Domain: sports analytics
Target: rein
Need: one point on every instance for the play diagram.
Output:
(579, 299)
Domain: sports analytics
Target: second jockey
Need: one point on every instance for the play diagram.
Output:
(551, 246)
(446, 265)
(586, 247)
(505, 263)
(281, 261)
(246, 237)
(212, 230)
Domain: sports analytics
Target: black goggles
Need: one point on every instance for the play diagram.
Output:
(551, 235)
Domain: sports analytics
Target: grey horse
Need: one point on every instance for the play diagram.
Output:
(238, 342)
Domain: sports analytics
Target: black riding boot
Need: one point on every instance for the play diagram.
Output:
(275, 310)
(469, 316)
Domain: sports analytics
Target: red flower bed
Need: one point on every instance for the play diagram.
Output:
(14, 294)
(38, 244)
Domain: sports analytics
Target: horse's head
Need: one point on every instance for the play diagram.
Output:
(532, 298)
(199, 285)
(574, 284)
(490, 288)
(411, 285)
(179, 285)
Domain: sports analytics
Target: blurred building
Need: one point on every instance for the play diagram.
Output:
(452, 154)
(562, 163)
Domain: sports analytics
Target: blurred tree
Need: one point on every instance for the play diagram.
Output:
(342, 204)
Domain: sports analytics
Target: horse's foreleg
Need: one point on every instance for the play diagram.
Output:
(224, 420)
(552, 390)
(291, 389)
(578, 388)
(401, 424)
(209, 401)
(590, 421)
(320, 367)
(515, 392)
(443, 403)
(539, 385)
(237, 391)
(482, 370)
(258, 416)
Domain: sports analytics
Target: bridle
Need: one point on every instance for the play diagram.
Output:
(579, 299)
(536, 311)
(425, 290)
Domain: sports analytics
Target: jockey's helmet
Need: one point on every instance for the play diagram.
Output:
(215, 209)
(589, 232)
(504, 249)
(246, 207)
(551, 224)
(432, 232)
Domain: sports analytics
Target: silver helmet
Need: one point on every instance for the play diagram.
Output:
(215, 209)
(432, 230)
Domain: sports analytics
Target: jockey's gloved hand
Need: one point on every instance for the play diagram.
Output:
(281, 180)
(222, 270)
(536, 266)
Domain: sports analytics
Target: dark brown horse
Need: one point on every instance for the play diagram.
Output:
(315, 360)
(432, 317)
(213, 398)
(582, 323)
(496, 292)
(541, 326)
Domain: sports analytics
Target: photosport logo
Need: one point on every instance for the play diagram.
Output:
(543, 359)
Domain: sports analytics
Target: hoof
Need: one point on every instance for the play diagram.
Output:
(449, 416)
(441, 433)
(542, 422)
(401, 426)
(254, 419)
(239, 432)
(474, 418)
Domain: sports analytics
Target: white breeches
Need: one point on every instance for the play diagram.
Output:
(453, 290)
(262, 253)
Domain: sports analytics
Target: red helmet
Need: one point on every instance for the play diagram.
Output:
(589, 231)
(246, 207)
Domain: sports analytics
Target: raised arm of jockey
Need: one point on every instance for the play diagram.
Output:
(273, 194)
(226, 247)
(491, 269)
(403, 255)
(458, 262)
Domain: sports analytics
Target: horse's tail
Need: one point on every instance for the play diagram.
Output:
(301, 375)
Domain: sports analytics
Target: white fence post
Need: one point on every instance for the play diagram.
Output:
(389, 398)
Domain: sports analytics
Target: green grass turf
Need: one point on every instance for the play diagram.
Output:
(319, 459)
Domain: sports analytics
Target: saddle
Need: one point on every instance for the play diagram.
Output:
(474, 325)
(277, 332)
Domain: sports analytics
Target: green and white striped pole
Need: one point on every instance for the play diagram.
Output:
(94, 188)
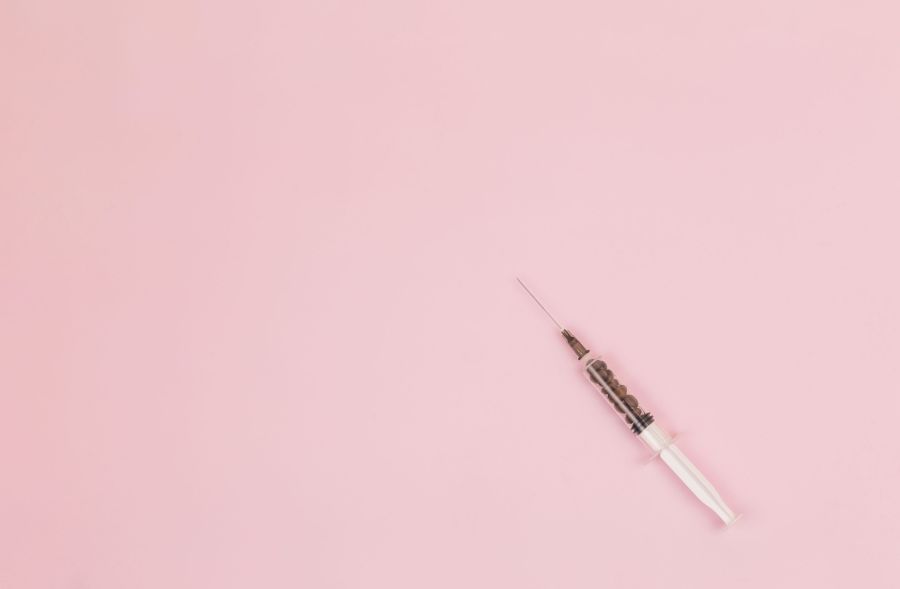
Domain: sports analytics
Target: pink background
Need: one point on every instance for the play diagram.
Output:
(260, 327)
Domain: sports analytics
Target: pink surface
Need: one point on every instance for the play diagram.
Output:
(260, 327)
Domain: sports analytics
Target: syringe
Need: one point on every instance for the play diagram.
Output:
(642, 423)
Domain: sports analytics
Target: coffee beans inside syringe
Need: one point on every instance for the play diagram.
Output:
(624, 403)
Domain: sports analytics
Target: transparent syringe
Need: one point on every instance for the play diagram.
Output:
(642, 423)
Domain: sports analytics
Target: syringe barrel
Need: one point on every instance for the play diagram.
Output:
(616, 394)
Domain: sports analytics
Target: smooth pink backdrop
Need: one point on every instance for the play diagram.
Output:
(260, 328)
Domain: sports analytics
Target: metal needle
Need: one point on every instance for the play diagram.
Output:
(519, 280)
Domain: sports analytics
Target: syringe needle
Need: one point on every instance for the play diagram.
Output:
(543, 308)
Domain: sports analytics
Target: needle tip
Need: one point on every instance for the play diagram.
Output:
(543, 308)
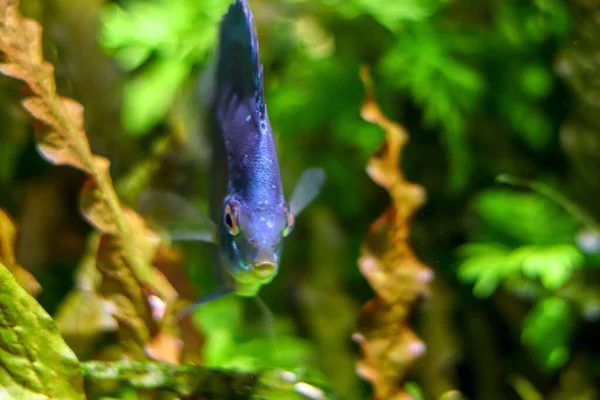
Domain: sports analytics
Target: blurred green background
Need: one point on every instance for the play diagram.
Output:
(484, 87)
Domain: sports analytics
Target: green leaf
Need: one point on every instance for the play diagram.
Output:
(547, 330)
(489, 264)
(525, 218)
(148, 96)
(423, 62)
(486, 265)
(554, 265)
(35, 362)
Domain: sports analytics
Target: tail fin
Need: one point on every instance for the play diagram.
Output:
(239, 72)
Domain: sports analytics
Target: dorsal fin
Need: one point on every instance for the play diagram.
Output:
(239, 72)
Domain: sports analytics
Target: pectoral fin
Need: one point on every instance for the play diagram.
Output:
(203, 300)
(176, 217)
(307, 189)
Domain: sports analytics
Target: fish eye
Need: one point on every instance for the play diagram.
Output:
(230, 219)
(290, 223)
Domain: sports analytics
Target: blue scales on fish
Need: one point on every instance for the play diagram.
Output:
(249, 216)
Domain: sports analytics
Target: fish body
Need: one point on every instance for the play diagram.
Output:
(249, 215)
(247, 201)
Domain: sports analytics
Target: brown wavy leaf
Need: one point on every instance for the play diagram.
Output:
(126, 246)
(389, 347)
(8, 236)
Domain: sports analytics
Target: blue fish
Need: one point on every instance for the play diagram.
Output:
(249, 216)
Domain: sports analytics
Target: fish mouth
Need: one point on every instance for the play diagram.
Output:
(264, 269)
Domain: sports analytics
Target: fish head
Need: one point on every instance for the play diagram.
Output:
(251, 240)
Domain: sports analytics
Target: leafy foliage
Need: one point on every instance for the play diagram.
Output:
(485, 88)
(180, 34)
(124, 250)
(8, 233)
(547, 331)
(30, 368)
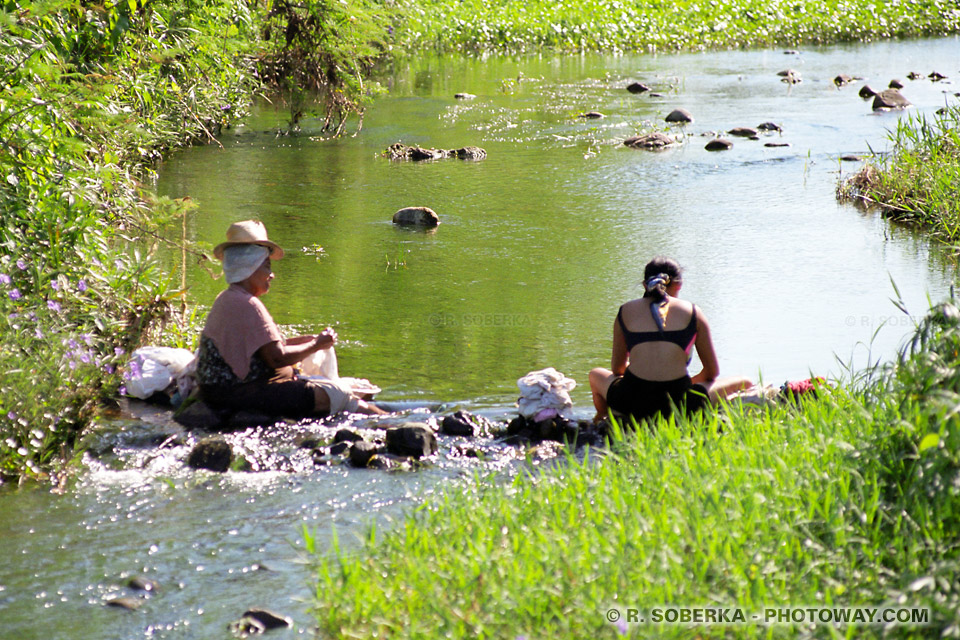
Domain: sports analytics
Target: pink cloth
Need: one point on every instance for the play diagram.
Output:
(239, 324)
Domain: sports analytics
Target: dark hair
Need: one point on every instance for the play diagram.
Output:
(658, 273)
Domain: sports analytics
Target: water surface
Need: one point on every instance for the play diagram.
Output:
(540, 243)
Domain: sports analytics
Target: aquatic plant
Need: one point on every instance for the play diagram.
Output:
(920, 180)
(849, 499)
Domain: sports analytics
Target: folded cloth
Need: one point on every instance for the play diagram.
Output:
(340, 394)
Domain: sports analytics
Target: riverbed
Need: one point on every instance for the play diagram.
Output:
(540, 242)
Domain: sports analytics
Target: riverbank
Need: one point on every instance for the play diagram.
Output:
(919, 181)
(632, 25)
(843, 501)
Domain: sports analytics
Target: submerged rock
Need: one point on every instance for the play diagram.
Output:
(414, 439)
(889, 99)
(139, 583)
(655, 140)
(679, 116)
(211, 453)
(268, 619)
(719, 144)
(416, 216)
(130, 604)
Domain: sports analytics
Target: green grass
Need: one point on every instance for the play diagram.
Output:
(920, 180)
(656, 25)
(847, 500)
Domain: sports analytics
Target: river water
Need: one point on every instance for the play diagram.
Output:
(539, 244)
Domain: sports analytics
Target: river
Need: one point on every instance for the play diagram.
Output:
(539, 244)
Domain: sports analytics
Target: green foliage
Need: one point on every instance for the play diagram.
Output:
(845, 500)
(920, 180)
(652, 25)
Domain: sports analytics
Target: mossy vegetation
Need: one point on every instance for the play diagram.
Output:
(842, 501)
(919, 181)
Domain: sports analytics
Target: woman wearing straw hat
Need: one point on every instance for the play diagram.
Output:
(652, 340)
(245, 363)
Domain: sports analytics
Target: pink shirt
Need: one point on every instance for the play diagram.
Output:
(239, 324)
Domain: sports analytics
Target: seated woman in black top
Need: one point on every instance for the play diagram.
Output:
(652, 340)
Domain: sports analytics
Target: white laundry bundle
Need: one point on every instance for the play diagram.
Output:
(153, 369)
(323, 364)
(545, 394)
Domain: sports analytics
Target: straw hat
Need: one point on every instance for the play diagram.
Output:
(248, 232)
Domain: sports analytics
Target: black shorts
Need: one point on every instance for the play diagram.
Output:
(643, 399)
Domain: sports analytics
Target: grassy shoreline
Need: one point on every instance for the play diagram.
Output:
(919, 182)
(643, 25)
(848, 500)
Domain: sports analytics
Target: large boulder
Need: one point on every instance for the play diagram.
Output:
(889, 99)
(211, 453)
(679, 116)
(414, 439)
(417, 217)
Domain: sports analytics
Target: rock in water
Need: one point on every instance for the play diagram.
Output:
(412, 439)
(889, 99)
(458, 424)
(211, 453)
(655, 140)
(417, 216)
(361, 452)
(679, 116)
(719, 144)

** What the task requires **
Report how many lines in the records contain the string "straw", treating uppercase and lowercase as different. Give only the number.

** Response to this exercise **
2